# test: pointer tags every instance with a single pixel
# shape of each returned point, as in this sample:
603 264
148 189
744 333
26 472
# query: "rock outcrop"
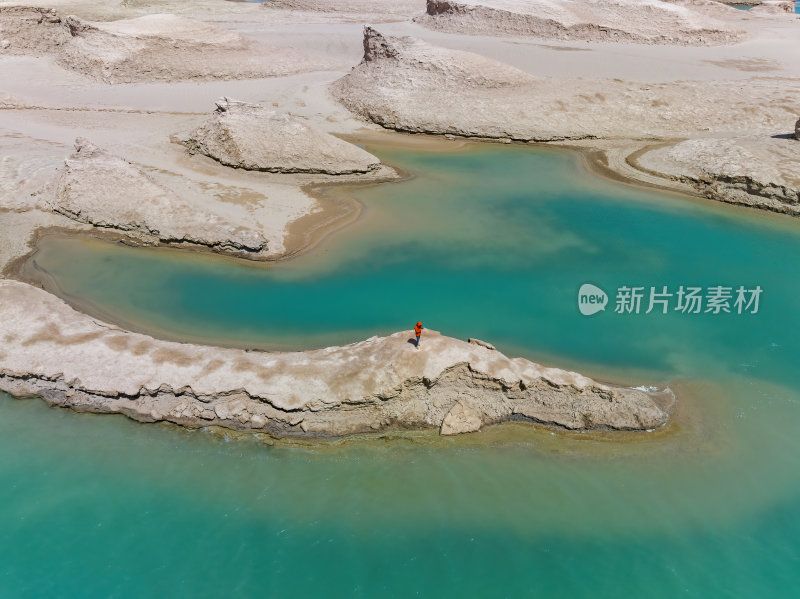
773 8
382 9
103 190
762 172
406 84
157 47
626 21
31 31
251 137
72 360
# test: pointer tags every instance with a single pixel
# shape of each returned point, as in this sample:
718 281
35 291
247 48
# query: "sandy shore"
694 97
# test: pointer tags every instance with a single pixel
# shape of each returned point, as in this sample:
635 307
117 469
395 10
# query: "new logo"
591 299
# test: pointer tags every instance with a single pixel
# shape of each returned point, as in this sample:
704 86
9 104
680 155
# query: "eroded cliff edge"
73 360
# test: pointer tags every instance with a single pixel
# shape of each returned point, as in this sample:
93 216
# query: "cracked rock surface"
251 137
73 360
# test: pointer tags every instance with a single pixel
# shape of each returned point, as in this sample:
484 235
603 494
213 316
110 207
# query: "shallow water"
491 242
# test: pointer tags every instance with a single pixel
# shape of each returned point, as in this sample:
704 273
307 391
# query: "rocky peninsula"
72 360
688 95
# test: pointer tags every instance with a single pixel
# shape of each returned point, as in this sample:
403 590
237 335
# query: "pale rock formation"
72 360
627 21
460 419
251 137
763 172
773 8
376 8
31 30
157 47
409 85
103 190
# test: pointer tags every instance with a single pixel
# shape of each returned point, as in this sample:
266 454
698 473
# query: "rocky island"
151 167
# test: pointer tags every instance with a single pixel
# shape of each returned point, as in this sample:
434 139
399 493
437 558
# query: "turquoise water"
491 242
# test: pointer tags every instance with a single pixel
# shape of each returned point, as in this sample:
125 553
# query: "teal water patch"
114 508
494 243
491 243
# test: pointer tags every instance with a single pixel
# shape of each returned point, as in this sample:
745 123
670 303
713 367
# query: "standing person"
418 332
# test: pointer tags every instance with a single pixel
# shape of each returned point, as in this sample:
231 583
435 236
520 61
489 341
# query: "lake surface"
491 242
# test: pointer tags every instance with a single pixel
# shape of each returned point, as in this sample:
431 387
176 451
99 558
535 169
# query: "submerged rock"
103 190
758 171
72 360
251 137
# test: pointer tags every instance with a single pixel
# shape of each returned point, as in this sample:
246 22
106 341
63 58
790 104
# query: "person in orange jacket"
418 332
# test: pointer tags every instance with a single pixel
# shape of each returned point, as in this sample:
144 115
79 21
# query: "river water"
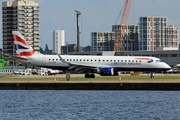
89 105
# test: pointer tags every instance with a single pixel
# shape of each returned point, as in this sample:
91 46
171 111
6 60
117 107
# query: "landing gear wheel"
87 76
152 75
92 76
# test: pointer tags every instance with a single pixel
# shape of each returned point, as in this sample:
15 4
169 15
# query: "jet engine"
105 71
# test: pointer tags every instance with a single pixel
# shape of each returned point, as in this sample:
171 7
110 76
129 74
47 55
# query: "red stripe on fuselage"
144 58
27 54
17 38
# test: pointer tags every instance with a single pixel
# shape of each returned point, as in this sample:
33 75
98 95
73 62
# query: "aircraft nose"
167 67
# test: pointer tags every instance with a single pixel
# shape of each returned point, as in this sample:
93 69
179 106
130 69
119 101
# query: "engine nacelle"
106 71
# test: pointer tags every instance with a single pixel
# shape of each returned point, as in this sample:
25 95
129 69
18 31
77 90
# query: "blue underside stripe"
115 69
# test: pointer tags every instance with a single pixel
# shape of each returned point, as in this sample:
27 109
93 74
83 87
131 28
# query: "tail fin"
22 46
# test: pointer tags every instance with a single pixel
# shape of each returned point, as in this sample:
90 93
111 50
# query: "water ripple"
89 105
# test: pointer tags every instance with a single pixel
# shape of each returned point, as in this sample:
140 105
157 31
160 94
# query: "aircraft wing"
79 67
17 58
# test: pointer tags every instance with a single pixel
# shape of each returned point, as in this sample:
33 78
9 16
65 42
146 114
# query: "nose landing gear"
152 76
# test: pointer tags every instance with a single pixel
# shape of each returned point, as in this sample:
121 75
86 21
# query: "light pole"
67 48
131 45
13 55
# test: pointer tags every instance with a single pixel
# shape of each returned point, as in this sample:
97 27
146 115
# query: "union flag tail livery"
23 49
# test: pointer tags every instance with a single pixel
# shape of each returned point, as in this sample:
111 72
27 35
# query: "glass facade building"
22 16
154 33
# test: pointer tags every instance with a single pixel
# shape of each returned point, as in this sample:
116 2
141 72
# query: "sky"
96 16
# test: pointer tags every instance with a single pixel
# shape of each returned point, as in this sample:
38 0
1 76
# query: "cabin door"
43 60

:::::

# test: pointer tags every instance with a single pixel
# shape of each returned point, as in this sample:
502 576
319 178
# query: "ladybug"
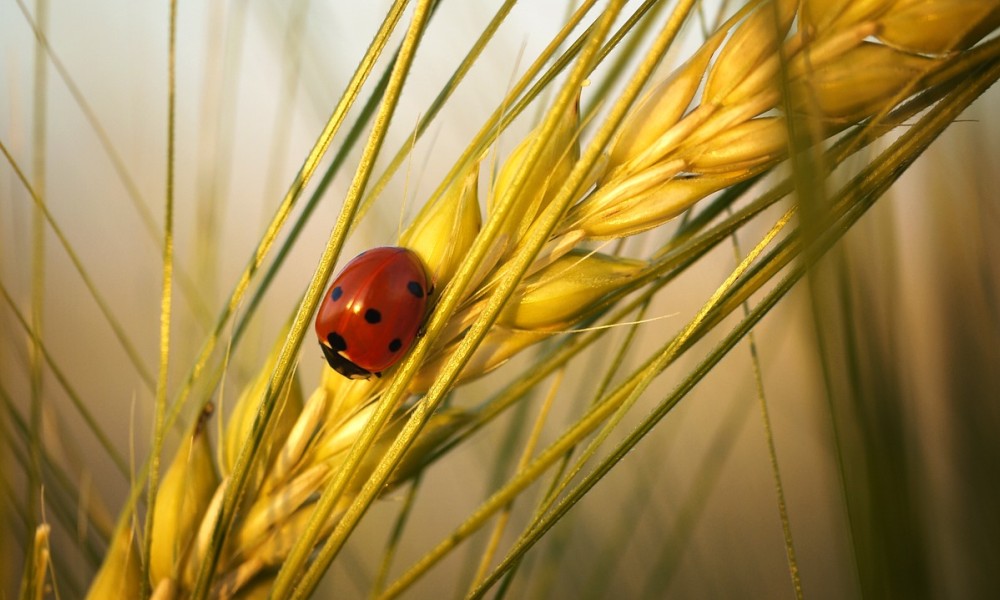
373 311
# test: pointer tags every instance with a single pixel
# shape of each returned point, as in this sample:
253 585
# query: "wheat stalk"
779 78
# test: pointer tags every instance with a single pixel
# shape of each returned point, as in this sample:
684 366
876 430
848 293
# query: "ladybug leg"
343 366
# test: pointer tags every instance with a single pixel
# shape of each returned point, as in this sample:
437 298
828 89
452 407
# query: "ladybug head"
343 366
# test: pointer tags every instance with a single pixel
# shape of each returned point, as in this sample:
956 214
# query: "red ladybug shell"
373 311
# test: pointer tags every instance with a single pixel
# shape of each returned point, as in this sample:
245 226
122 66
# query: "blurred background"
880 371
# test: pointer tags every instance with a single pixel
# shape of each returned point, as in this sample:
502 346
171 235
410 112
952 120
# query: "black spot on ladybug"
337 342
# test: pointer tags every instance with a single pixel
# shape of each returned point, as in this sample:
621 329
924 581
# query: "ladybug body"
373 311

:::::

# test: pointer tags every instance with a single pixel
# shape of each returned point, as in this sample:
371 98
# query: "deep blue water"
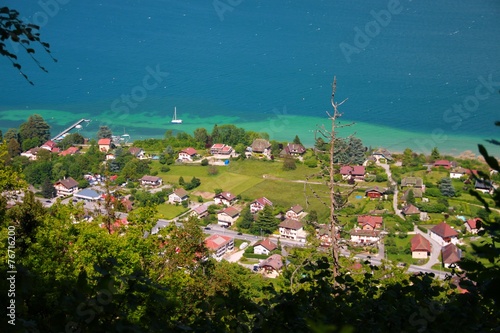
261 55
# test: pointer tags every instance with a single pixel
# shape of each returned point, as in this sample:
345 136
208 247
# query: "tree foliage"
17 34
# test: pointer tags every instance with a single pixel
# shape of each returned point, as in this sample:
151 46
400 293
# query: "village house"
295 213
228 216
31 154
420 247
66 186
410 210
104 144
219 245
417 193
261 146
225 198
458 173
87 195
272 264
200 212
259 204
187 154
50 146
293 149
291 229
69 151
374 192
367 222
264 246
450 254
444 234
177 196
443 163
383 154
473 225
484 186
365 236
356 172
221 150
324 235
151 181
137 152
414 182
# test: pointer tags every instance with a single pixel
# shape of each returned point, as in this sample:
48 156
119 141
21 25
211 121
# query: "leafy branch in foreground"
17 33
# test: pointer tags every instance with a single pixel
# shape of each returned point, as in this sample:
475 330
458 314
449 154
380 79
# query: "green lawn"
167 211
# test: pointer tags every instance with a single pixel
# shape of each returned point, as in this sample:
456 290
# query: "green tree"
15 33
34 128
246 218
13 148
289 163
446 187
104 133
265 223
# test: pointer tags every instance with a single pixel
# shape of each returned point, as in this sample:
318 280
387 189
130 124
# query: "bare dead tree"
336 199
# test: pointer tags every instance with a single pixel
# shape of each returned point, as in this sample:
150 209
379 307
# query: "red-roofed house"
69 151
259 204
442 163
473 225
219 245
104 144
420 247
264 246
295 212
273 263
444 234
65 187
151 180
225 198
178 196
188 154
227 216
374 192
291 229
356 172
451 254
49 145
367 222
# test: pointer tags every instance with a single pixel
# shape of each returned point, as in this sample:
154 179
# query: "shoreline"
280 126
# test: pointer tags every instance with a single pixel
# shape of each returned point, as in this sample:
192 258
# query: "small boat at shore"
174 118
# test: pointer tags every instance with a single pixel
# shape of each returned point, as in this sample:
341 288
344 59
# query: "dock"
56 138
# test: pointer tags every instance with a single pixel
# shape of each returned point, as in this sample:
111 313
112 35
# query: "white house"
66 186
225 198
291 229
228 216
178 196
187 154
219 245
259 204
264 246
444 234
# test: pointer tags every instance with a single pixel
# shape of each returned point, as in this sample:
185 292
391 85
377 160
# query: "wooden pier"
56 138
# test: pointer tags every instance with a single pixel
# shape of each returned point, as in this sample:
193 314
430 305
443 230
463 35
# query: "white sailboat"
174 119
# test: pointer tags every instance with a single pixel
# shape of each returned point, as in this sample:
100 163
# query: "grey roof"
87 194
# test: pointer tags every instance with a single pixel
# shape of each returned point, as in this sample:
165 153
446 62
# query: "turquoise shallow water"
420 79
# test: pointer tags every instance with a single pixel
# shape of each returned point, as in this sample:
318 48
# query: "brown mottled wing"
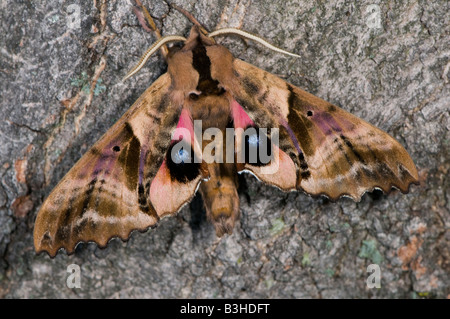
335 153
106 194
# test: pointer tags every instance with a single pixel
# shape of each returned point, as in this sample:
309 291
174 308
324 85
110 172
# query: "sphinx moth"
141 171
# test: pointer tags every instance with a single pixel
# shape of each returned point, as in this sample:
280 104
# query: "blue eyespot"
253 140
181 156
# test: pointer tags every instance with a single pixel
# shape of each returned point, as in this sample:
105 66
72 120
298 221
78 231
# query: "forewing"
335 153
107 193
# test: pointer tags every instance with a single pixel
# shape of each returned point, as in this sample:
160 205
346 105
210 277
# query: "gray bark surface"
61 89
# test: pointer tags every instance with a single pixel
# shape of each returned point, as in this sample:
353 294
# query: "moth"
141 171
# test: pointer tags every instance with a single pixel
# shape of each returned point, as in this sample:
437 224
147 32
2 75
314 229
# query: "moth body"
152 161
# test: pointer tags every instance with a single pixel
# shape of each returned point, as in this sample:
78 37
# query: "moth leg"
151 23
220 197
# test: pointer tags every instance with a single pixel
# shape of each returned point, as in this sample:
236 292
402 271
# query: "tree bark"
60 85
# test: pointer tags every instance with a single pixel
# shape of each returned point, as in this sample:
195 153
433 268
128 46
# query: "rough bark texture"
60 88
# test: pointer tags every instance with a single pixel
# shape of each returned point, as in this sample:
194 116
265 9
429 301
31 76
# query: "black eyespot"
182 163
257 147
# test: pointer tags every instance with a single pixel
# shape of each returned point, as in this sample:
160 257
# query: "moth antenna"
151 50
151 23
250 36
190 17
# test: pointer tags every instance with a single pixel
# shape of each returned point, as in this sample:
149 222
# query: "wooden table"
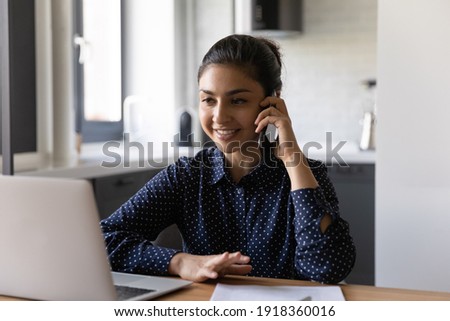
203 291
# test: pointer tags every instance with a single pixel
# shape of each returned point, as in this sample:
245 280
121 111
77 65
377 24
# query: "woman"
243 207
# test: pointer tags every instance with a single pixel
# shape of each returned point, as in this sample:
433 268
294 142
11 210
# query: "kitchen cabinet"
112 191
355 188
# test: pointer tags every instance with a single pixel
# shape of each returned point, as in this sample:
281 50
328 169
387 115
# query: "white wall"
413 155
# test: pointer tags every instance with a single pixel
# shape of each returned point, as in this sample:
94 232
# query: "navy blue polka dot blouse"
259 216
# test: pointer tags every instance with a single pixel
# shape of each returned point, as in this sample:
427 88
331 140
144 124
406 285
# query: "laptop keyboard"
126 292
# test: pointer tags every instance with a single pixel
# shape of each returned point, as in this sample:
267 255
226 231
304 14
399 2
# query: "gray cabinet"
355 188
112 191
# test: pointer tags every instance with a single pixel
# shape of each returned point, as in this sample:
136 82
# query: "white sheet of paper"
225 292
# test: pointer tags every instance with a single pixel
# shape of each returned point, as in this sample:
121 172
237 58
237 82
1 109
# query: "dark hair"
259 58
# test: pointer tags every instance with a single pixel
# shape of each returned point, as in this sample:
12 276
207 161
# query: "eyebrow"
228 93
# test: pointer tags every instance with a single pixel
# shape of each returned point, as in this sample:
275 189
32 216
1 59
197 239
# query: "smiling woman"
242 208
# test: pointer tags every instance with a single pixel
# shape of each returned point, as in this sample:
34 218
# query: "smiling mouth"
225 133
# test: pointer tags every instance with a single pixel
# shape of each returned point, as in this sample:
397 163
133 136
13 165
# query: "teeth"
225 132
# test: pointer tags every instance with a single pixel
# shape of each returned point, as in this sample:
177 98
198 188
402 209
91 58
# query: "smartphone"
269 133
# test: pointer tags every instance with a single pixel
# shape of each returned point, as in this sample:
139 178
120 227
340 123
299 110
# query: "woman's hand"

:::::

■ **WHAT THE TASK REQUIRES**
Gather every line in the records above that contains the word "shallow", copying each line in full. Matches are case-sensitive.

■ **REPLY TO THE TASK**
# query: "shallow water"
# query: "turquoise shallow water"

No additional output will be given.